§ En qué consiste:
¿Puedes volver a teclear completo, palabra por palabra y sin ningún cambio, el fragmento sobre la sesión de fotos del poeta?

§ Fragmento del documento:
________________________
En cuanto tuvo luz verde se movió con cuidado en aquella salita como la de cualquier familia acomodada del Pedregal, y además de colocar el ciclorama a sus espaldas ubicó las luces e hizo que el poeta mirara aquí, primero, y luego acá, y luego otra vez aquí. Éste, poderoso y reseco, con la astilla encendida del cigarro invariablemente en la mano, mirando con fijeza al objetivo tal como lo prueban las fotos que acompañan este artículo, se mostró dócil a la cámara en tanto contaba que la primera vez que le hicieron un retrato fue un amigo en Ciudad Universitaria. También, que en aquel entonces las fotos que se hacían eran, así dijo, “cuadros cerrados”.
________________________
§ Bloque de datos:
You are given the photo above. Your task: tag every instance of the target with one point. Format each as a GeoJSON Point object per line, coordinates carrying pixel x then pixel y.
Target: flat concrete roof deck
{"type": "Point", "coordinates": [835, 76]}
________________________
§ Respuesta escrita:
En cuanto tuvo luz verde se movió con cuidado en aquella salita como la de cualquier familia acomodada del Pedregal, y además de colocar el ciclorama a sus espaldas ubicó las luces e hizo que el poeta mirara aquí, primero, y luego acá, y luego otra vez aquí. Éste, poderoso y reseco, con la astilla encendida del cigarro invariablemente en la mano, mirando con fijeza al objetivo tal como lo prueban las fotos que acompañan este artículo, se mostró dócil a la cámara en tanto contaba que la primera vez que le hicieron un retrato fue un amigo en Ciudad Universitaria. También, que en aquel entonces las fotos que se hacían eran, así dijo, “cuadros cerrados”.